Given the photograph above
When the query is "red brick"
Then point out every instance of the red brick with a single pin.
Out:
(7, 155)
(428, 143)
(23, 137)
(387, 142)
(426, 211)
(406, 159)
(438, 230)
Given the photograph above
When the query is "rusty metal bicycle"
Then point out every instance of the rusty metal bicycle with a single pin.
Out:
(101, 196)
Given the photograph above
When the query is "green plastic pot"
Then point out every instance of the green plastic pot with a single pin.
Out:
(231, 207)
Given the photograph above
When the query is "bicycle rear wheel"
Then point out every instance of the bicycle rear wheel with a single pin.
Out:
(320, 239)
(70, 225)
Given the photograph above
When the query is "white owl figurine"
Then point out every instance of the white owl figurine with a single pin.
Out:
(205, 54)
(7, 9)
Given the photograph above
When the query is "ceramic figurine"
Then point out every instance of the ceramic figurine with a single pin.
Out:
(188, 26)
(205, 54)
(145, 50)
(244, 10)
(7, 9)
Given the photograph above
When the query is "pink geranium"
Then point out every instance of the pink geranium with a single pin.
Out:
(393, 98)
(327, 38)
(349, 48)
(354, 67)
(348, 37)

_ _ _ _ _

HOW TO COMPLETE THIS TASK: Looking at the entries above, copy out every line in which "Then" occurs.

OUTPUT BELOW:
Then point out every instance of the red brick with a single pin.
Then point out every instance of the rusty metal bicycle with a single pin.
Then point out every instance of the green plastic pot with a single pin.
Then point out every instance of the bicycle rear wheel with a single pin.
Then point out every instance of the white owl figurine with a single pin.
Then point out every instance of the ceramic figurine with a single pin.
Then point out every instance of the pink geranium with a single pin.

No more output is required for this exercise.